§ Aim of the exercise
In the data below, find every line that has the string "male", and copy it.

# # # #

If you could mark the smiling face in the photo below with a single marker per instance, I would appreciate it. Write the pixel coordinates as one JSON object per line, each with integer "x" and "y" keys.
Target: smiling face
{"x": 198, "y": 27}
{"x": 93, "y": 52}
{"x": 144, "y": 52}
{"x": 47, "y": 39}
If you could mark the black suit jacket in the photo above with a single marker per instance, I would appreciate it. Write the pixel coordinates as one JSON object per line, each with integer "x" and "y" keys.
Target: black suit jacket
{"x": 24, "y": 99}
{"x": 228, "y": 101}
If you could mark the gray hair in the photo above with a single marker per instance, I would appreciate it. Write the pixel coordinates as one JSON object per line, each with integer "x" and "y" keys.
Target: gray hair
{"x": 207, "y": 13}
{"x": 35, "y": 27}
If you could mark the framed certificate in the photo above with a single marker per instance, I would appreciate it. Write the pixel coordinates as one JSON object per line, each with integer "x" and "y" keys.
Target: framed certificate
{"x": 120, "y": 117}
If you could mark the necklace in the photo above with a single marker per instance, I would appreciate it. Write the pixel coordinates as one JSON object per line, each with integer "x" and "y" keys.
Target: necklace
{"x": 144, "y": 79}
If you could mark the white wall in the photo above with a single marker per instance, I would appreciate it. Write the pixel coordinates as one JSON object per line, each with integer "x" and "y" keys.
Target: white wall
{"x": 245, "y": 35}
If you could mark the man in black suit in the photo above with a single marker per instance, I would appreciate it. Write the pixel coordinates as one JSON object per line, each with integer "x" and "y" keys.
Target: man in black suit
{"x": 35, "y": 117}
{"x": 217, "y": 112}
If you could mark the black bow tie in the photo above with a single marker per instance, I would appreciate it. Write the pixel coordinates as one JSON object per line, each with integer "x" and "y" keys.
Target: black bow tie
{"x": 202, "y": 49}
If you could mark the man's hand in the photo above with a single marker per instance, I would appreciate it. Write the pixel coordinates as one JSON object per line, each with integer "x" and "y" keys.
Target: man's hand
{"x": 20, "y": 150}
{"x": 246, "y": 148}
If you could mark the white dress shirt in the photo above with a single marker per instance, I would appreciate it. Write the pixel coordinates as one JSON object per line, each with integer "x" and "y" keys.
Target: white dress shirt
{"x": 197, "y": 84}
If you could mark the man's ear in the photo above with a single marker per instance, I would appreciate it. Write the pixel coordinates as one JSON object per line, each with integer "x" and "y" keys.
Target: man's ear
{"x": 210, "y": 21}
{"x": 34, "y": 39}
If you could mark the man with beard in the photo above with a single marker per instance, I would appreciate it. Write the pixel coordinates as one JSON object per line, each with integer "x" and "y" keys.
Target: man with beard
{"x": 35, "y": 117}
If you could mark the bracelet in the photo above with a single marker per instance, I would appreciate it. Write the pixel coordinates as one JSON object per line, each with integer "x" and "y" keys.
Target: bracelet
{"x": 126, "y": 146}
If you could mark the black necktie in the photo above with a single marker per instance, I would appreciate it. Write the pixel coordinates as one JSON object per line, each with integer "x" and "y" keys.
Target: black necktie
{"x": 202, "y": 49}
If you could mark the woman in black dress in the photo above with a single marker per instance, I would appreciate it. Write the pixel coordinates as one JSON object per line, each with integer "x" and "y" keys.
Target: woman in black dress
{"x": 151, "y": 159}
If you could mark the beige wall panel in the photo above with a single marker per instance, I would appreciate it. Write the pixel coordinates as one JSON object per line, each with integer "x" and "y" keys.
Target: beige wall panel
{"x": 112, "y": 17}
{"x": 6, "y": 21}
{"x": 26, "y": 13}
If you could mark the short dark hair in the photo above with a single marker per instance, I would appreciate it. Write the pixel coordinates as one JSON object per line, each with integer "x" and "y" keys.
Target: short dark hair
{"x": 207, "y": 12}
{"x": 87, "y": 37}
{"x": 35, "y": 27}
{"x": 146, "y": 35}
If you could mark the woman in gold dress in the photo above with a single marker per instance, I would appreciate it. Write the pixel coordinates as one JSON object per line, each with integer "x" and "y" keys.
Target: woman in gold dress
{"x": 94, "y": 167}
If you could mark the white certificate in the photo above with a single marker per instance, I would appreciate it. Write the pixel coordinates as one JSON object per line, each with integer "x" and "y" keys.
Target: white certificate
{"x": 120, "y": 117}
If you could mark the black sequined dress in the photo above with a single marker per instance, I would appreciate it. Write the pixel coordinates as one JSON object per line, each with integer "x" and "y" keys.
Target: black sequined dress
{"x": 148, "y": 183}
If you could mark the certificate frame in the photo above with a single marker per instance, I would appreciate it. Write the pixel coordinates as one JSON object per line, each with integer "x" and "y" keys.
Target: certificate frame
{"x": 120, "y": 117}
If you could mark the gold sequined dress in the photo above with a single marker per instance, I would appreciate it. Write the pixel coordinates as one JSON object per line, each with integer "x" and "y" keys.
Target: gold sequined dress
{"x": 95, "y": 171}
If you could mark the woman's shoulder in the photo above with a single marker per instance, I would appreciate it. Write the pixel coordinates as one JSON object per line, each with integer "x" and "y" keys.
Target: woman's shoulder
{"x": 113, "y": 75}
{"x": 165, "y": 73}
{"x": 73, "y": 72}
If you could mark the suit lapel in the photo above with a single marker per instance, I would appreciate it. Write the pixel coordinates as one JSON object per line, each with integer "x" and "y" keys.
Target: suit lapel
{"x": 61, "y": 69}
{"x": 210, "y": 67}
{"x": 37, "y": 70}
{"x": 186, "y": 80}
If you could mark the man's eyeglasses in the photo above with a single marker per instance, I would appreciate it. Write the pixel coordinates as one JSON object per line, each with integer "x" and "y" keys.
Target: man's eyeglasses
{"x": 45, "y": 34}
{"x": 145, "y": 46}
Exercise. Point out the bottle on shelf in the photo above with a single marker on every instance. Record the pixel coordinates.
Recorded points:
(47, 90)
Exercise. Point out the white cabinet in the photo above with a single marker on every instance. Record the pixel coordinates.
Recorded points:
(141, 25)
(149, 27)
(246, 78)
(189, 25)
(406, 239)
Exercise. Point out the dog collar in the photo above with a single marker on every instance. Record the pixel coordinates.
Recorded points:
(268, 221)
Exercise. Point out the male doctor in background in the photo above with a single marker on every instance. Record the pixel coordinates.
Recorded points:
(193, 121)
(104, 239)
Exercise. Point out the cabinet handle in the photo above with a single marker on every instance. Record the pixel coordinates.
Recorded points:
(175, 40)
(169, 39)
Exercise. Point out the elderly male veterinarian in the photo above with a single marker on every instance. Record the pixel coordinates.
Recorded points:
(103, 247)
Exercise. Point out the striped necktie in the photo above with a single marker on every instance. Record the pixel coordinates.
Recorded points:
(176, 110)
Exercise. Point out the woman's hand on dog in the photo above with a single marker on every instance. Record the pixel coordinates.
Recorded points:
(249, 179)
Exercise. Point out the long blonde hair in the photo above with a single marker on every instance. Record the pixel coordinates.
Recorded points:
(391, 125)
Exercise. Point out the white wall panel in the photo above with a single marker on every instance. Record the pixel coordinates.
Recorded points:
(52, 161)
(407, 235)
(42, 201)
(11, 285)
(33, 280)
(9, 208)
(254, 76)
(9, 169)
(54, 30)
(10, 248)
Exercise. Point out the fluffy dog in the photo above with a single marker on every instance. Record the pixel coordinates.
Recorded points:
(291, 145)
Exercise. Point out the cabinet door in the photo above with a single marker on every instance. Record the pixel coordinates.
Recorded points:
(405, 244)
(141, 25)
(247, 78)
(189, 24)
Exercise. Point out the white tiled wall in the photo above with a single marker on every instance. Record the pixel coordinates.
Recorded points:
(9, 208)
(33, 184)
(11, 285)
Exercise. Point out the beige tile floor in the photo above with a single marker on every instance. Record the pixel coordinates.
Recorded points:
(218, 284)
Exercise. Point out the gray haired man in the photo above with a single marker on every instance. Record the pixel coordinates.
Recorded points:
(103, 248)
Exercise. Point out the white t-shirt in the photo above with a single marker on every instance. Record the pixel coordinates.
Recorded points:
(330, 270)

# # # #

§ Answer section
Exercise. Point out the male doctor in background in the photo above with a single marker on every instance. Record the pixel coordinates.
Exercise. Point out the elderly male veterinarian in the photo above with a single marker on every instance. Record the pixel coordinates.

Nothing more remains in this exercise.